_ASSIGNMENT_: Exact repetition is required: reproduce every line of the data.

___ DATA SECTION ___

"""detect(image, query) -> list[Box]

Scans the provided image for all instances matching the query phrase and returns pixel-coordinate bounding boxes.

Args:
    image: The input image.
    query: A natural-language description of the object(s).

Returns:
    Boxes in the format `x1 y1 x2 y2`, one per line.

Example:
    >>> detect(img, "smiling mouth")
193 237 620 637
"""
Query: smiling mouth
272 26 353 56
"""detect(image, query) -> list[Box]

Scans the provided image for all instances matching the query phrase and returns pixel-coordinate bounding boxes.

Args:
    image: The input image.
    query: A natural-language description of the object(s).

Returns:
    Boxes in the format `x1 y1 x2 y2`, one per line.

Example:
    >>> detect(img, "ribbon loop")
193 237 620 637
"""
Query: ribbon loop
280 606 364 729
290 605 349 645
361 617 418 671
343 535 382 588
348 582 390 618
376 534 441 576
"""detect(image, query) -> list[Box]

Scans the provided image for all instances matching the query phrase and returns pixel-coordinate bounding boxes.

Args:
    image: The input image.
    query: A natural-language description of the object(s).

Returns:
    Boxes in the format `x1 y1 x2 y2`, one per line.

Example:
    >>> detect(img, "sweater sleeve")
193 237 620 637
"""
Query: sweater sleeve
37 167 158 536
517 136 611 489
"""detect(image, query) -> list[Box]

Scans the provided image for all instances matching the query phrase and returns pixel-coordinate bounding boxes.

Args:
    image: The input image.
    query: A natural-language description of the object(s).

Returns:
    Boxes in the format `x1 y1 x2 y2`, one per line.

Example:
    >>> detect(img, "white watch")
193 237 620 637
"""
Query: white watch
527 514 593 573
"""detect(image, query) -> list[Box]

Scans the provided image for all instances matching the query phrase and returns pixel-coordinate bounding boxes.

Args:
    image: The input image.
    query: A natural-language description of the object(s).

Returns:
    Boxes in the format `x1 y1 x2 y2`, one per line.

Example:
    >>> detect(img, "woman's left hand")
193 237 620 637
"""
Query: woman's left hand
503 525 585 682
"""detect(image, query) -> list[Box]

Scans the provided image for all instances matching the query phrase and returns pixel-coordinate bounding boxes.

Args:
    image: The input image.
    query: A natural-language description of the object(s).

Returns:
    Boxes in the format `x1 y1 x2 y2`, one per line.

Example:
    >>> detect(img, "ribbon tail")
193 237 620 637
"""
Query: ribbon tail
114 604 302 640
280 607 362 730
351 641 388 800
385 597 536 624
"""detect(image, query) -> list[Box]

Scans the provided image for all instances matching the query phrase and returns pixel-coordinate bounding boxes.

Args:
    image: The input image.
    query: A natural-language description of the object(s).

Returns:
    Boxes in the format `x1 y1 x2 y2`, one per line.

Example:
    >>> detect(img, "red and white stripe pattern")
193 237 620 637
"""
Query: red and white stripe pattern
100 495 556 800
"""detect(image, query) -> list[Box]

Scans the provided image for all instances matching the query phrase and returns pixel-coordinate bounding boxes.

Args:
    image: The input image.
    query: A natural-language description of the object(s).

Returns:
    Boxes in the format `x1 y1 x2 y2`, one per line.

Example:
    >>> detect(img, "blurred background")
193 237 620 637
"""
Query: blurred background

___

_OUTPUT BELOW_:
"""detect(image, query) -> list[Box]

Scans the provided image for all instances matching the query phrase and returns pixel-coordinate bounding boxes.

Args:
    image: The input image.
    query: A natural-language description of the object(s).

Returns:
    Boxes in the format `x1 y1 x2 y2`, one per line.

Example:
    >>> detect(img, "smiling mouth")
193 237 620 637
"""
Query: smiling mouth
272 26 353 56
"""detect(image, query) -> list[Box]

Scans the provided image for all instances matching the query phrase and returns pixel-coordinate bounding boxes.

Args:
    image: The input image.
    query: A natural-language description of the object(s).

Returns:
    Boxes in the format `x1 y1 x2 y2`, one per line.

Example:
    >>> detect(img, "ribbon loop")
193 237 620 637
"""
Query: ribbon loop
280 606 364 729
290 605 349 645
361 617 418 671
343 535 382 588
348 582 390 618
376 534 441 576
"""detect(image, query) -> list[Box]

Scans the provided image for all instances matching the query phrase and returns pixel-coordinate bounding boxes.

Args:
    image: The input image.
    query: A natural-language description of the object(s).

Returns:
    Boxes in the format `x1 y1 x2 y2`, one per line.

Example:
    >>> detect(img, "sweater sleeve")
193 237 620 637
"""
Query: sweater sleeve
37 167 158 536
517 136 611 489
"""detect(image, query) -> list[Box]

Scans the provided image for all instances matching the query phrase and returns pixel-coordinate bounding boxes.

Args:
    image: The input image.
    query: A natural-language description of the object(s).

Returns:
    Boxes in the format `x1 y1 x2 y2`, one per line.

Example:
    >>> detect(img, "white watch")
193 237 620 637
"""
Query: white watch
527 514 593 573
"""detect(image, query) -> list[Box]

Scans the provided image for all instances matching the query phrase and returns pixel-coordinate bounding boxes.

Args:
    image: The input image.
    query: A natural-language description of the object(s).

Returns:
    Boxes in the format `x1 y1 x2 y2`, one per line.

Example:
    >>> detect(img, "woman's left hand")
193 237 620 637
"""
Query: woman's left hand
503 525 585 682
"""detect(image, query) -> list[Box]

Scans the provided image for all instances matching the query phrase and returns pixel-coordinate bounding boxes.

Args:
    image: The input image.
    query: A natural-language description of the object(s).

Returns:
    Boxes in the format `x1 y1 x2 y2`, one per line.

Example:
    >>> detect(img, "ribbon tail")
193 237 620 637
"""
Query: ribbon tail
114 604 302 640
280 607 362 730
351 641 388 800
385 597 536 624
"""detect(image, query) -> list[Box]

Scans the provided image for all instances matching the query phrase and returns pixel-coordinate bounding boxes.

Args:
    image: The input image.
    query: A natural-language description of the object(s).

Returns:
    Boxes in the format `x1 y1 x2 y2`, one per line.

Example:
    >>> detect(img, "red and white stripe pattern")
193 237 620 637
"""
Query: red and white stripe pattern
100 495 556 800
"""detect(image, query) -> list[Box]

Scans the provided image for all instances matching the query phrase and returns pixel-coordinate bounding boxes.

Args:
    image: The input image.
    query: A natural-language description of the object(s).

Returns:
    Boxes in the format `x1 y1 x2 y2`, one per line.

Example:
    >>> detect(img, "blurred background")
193 237 620 637
"""
Query: blurred background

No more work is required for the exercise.